The required output is the line containing "For the benchmark, mark every instance of the hazy" through the final line of the material below, printed exactly, with no other lines.

— START Provided records —

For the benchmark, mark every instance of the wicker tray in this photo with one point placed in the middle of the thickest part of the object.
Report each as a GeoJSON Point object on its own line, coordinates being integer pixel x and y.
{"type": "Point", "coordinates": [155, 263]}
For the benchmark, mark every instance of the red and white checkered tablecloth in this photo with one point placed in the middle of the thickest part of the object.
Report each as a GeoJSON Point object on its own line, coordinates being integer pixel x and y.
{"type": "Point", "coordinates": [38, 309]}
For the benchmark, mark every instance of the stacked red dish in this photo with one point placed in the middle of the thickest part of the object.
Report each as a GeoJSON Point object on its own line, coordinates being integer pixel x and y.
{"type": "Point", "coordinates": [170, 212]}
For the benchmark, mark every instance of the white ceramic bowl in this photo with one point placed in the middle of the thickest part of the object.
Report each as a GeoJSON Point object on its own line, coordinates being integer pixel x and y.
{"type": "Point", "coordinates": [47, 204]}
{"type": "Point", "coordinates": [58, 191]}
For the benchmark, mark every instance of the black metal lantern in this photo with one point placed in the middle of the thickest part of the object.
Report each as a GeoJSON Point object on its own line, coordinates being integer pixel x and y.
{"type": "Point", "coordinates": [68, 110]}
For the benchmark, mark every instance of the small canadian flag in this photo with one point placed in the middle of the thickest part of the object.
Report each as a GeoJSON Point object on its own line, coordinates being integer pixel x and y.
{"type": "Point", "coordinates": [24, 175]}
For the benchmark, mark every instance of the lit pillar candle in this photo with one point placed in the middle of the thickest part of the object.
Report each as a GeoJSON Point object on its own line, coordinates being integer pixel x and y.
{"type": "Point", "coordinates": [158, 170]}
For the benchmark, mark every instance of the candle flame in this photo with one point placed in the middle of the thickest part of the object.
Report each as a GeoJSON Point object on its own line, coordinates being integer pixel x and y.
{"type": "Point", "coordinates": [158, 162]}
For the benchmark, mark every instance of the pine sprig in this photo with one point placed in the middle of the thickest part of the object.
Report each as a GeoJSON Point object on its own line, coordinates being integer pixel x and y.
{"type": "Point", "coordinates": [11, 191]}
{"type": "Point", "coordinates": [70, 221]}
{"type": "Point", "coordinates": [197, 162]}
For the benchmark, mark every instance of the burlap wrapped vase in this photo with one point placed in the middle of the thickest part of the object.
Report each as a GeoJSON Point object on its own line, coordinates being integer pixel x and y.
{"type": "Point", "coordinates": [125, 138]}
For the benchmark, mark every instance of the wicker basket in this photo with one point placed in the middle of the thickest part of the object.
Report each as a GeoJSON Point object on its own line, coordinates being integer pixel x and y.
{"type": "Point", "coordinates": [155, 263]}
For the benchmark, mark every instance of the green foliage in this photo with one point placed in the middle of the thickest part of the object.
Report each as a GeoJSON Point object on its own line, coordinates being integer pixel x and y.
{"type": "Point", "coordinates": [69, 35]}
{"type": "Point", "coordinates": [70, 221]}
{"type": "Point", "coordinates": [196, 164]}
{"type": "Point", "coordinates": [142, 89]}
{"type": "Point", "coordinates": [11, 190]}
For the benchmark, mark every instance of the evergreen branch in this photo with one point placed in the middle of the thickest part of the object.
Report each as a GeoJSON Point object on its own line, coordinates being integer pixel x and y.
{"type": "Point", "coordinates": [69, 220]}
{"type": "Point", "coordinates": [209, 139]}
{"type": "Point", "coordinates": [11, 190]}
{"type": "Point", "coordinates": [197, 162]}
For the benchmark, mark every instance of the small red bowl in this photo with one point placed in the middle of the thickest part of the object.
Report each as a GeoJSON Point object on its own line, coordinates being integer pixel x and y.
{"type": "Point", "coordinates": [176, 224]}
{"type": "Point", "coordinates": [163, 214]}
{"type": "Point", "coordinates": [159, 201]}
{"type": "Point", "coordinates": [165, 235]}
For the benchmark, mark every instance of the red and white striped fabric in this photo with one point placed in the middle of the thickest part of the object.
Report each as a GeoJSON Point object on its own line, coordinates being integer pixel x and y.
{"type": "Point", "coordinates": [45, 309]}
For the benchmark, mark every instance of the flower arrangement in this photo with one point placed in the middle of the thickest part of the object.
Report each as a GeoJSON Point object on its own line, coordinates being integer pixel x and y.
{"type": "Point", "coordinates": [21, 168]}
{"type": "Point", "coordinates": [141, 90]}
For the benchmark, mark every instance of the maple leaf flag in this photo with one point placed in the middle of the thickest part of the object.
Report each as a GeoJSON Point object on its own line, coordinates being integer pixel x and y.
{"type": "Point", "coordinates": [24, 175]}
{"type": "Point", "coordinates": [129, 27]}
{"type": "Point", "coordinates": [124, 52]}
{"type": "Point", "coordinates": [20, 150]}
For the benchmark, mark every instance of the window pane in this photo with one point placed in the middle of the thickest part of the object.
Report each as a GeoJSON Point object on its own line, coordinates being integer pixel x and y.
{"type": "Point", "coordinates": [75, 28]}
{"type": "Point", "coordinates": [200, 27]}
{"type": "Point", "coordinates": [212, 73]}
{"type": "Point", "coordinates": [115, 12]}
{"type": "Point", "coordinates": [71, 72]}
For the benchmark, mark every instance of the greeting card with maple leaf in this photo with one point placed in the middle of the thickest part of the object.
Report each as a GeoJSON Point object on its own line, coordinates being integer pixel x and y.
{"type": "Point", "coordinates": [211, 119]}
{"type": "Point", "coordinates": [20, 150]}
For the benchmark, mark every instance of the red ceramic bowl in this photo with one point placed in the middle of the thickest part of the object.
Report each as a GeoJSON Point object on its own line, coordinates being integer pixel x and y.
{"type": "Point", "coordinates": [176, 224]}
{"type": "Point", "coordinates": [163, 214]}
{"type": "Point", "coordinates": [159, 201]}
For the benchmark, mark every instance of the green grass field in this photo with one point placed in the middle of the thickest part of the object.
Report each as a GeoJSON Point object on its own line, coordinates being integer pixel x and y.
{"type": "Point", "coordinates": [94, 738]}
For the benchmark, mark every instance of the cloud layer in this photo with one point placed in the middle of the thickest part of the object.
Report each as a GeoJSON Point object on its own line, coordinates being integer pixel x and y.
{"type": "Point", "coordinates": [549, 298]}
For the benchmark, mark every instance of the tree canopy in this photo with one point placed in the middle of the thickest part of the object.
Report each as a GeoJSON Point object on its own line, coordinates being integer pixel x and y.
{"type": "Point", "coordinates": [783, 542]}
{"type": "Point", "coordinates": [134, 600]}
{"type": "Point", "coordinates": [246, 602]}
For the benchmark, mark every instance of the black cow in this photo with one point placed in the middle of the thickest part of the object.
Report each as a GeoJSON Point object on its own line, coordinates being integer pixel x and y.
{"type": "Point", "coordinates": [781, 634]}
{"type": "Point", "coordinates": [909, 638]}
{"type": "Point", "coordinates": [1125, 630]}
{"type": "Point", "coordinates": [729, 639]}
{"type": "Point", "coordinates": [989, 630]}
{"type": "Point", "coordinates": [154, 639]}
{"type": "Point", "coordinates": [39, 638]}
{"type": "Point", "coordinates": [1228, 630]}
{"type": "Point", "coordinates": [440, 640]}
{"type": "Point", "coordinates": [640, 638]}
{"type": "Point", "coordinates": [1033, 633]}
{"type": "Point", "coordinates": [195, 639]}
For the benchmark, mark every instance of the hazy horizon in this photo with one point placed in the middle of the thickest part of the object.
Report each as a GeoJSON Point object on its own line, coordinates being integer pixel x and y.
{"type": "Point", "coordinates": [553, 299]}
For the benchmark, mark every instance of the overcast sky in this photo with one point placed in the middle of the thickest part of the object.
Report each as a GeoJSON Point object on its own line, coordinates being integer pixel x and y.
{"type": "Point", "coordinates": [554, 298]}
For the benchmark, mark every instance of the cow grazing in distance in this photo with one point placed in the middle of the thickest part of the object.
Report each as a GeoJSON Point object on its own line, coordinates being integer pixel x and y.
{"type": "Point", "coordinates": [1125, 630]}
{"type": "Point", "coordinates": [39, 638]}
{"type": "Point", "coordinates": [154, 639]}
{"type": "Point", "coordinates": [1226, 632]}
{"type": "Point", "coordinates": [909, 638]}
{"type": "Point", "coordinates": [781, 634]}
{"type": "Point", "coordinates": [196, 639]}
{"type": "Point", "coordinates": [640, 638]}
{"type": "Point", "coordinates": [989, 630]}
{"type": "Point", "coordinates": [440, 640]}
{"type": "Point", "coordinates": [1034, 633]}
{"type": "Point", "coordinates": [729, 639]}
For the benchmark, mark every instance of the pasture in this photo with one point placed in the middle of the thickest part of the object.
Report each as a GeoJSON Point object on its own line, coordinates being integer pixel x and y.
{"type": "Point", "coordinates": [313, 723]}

— END Provided records —

Expected answer
For the benchmark, mark every instance of the hazy horizon in this photo with one point placed in the middle of the thickest part of the object.
Report each as a GeoJSON Point object on its own line, coordinates being integer pixel x and y.
{"type": "Point", "coordinates": [553, 299]}
For the benchmark, mark every instance of the overcast sky in this photo with one point placed in the middle of the thickest part of the object.
Report each as a GeoJSON Point object on its own line, coordinates being integer pixel x and y.
{"type": "Point", "coordinates": [554, 298]}
For the benchmark, mark every instance of the cow grazing in distance in this photo with one point placed in the middle of the thickest part of the object.
Report each as a GeoJSON Point object on its own line, coordinates being integer pixel x and y.
{"type": "Point", "coordinates": [1125, 630]}
{"type": "Point", "coordinates": [39, 638]}
{"type": "Point", "coordinates": [154, 639]}
{"type": "Point", "coordinates": [1226, 632]}
{"type": "Point", "coordinates": [909, 638]}
{"type": "Point", "coordinates": [781, 634]}
{"type": "Point", "coordinates": [196, 639]}
{"type": "Point", "coordinates": [640, 638]}
{"type": "Point", "coordinates": [989, 630]}
{"type": "Point", "coordinates": [440, 640]}
{"type": "Point", "coordinates": [1034, 633]}
{"type": "Point", "coordinates": [729, 639]}
For the benchmark, mark every instance of the pasture in this photo with one point placed in the middle of the thickest part of the object.
Report each as a GeoJSON Point object on its own line, coordinates being integer pixel x and y.
{"type": "Point", "coordinates": [313, 723]}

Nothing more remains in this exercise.